Description of the task: Extract all records. Keep each one exact.

Point-per-instance localization data:
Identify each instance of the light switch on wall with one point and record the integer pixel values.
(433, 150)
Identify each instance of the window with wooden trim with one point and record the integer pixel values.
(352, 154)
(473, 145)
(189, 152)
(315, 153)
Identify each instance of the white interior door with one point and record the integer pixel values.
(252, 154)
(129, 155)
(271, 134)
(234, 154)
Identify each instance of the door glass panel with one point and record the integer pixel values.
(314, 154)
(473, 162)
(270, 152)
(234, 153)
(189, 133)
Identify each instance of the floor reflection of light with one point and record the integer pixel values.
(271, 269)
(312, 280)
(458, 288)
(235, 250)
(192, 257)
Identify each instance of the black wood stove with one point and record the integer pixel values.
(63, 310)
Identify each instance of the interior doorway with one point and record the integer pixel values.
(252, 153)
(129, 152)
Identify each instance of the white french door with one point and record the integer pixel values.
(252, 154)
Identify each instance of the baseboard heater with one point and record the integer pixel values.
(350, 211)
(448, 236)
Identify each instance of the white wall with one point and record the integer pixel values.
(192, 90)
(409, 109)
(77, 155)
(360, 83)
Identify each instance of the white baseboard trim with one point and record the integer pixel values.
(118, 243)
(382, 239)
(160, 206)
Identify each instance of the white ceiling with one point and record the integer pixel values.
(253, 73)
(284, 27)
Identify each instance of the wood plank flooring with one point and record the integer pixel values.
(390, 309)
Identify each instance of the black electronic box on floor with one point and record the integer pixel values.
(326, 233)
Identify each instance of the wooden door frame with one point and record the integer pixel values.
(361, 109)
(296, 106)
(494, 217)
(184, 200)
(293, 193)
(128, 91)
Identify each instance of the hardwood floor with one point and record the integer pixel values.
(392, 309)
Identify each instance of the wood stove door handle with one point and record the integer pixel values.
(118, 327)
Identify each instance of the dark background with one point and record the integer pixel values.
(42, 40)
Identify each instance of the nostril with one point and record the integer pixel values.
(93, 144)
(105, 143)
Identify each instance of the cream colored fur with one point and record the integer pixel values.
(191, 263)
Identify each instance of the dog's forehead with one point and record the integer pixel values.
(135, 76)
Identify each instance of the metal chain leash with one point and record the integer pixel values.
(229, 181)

Solution for this problem:
Identify each instance of the light switch on wall with one point and record the integer pixel values.
(433, 150)
Identify each instance of the window with wooden trim with one point and record the integer pixel values.
(352, 154)
(473, 145)
(189, 152)
(315, 153)
Identify each instance of the white interior door with one point and record the integer pixel values.
(252, 154)
(129, 155)
(271, 134)
(234, 154)
Identify each instance of the door glass panel with one point and record the integer pixel values.
(314, 154)
(473, 162)
(270, 152)
(234, 153)
(189, 133)
Identify each instance of the floor reflection of light with one point and record the integer pixel values.
(271, 269)
(312, 280)
(458, 288)
(235, 250)
(192, 257)
Identify each instance of the black wood stove with one point and record the integer pixel values.
(63, 310)
Identify each instance of the interior doorway with one point and record the integer pixel values.
(252, 153)
(129, 152)
Identify each instance of the white french door with one point and record the integer pixel values.
(252, 154)
Identify each instance of the baseboard heater with one point and record the integer pixel values.
(350, 211)
(448, 236)
Identify each instance of the white wall with one point and record the integer pixel values.
(192, 90)
(409, 109)
(77, 155)
(360, 83)
Identify each instance of the white baseboard trim with one point and record the integer pixel values.
(118, 243)
(382, 239)
(160, 206)
Identify each instance of the white ceiling with one point and record the integer pixel values.
(253, 73)
(284, 27)
Identify each instance of the wood plank flooring with one point and record the integer pixel values.
(390, 309)
Identify each instance of the black electronic box on floor with one point and record the integer pixel values.
(326, 233)
Identify each instance of the wooden door frame with one point and record the integer pixel values.
(361, 109)
(296, 106)
(494, 217)
(184, 200)
(293, 193)
(128, 91)
Identify each instance of the hardwood floor with one point and record the integer pixel values.
(392, 309)
Identify each instance of the wood stove door handle with one point and record the integer pixel values.
(118, 327)
Identify each instance of the dark background with one point and record the integer pixel values.
(42, 40)
Identify each instance of the nostril with one point and record the integer pixel values.
(93, 144)
(105, 143)
Identify each instance of the cream colored fur with one point and record the integer pixel values.
(191, 263)
Identify each instance of the dog's forehead with one point and record the integer pixel values.
(135, 76)
Identify each instance of the metal chain leash with one point and record the integer pixel values.
(229, 181)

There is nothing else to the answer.